━━ Material for the task
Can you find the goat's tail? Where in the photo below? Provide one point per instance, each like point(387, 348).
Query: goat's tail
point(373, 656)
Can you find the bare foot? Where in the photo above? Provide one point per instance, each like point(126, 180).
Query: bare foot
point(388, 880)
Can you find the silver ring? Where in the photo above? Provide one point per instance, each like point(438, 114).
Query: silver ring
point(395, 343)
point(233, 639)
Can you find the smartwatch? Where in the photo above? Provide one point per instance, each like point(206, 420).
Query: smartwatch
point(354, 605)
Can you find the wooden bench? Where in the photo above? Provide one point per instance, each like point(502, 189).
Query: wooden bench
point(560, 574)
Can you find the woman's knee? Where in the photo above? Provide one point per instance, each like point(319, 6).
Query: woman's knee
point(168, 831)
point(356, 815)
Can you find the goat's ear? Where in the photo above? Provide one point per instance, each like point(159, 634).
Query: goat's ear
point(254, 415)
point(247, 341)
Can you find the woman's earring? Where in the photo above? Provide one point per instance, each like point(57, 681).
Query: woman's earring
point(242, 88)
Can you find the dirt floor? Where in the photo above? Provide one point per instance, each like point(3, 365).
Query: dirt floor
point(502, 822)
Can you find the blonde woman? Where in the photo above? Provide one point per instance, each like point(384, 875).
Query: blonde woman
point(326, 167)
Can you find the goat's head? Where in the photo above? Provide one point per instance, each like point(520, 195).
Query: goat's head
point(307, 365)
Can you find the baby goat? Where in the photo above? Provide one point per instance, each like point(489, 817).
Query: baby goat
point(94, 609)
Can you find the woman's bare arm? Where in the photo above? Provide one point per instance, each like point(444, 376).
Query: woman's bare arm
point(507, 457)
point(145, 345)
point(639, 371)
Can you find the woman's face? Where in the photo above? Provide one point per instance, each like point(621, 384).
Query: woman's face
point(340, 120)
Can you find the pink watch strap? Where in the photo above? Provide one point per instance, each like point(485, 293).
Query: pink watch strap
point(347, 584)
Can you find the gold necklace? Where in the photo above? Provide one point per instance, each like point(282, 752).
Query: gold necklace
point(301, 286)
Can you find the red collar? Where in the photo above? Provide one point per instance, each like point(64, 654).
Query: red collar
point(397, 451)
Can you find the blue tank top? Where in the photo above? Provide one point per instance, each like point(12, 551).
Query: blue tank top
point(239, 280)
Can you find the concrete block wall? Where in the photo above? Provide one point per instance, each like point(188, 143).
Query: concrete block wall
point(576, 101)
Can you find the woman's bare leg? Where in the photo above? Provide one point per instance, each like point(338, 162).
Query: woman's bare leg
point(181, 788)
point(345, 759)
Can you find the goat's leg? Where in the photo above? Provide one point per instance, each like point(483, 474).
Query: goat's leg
━━━━
Task description:
Change every "Query:" to "Label:" in all of the lines above, and write the lines out again with nothing else altered.

Exercise result:
Can you find the goat's tail? Where in the photo below? Provide one point per instance, each like point(387, 348).
Label: goat's tail
point(373, 656)
Can you find the bare foot? Where in the photo above? Provide one point per instance, each like point(126, 180).
Label: bare foot
point(388, 880)
Can you find the silver ring? Where in the photo above? Provide one point per instance, each like point(438, 114).
Label: silver ring
point(395, 343)
point(233, 639)
Can you find the smartwatch? Where in the photo above? Provide one point per instance, each like point(206, 420).
Label: smartwatch
point(354, 605)
Can you find the wooden bench? Where in the photo above? Provide one point per instance, each like point(502, 189).
Label: wooden bench
point(560, 574)
Can you find the woman's knee? Where in the photo above? Provide one point per instance, each like point(319, 6).
Label: woman's knee
point(168, 831)
point(356, 815)
Can you find the goat's ear? Where in the photo above? Provide one point per instance, each like point(159, 634).
Label: goat's ear
point(254, 415)
point(247, 341)
Can you find the woman's earring? Where in the photo above? Provide one point per instance, each like point(57, 681).
Label: woman's earring
point(242, 88)
Can you find the dirt floor? Where in the photo above? Provide one point per instance, each like point(3, 365).
Label: dirt floor
point(502, 822)
Can you find the blonde woman? Where in the photo above? Provide one point per instance, each like point(384, 875).
Label: blonde woman
point(326, 167)
Can you find the goat's head? Where in the photo above? Provide one point per instance, each like point(520, 195).
Label: goat's head
point(307, 365)
Can you find the baby goat? Where in the photo above? Provide one point per instance, each like point(489, 817).
Label: baby goat
point(94, 609)
Can you find the woman's bare arm? Where in the photo above? Provide one point per instance, each like point(444, 376).
Label: woman's bare arm
point(507, 457)
point(145, 345)
point(639, 371)
Can you find the woman's face? Where in the photo above? Provide one point per instance, each like point(621, 384).
Label: woman's face
point(340, 120)
Can you find the pink watch strap? Where in the photo above? Provide one point per instance, each like point(485, 293).
Label: pink watch strap
point(347, 584)
Can you find the gold necklace? Where in the photo above? Provide one point per instance, each like point(282, 752).
Label: gold necklace
point(301, 286)
Can you find the red collar? Where in the photo above? Provide one point per instance, each like point(64, 654).
Label: red collar
point(397, 451)
Can you find the blue tank top? Where in the photo above? Provide one point per instance, each like point(12, 551).
Label: blue tank top
point(239, 280)
Can you find the concrete block wall? Where in the photo above? Provide one point per instance, each like point(188, 143).
Label: concrete block wall
point(576, 101)
Can you find the woman's bare leg? Where in the photo above? Provide one point per instance, each like point(338, 162).
Label: woman's bare leg
point(181, 788)
point(345, 759)
Can you find the goat's leg? Where in the photo above? Provide one point per instance, each like point(483, 474).
Label: goat's leg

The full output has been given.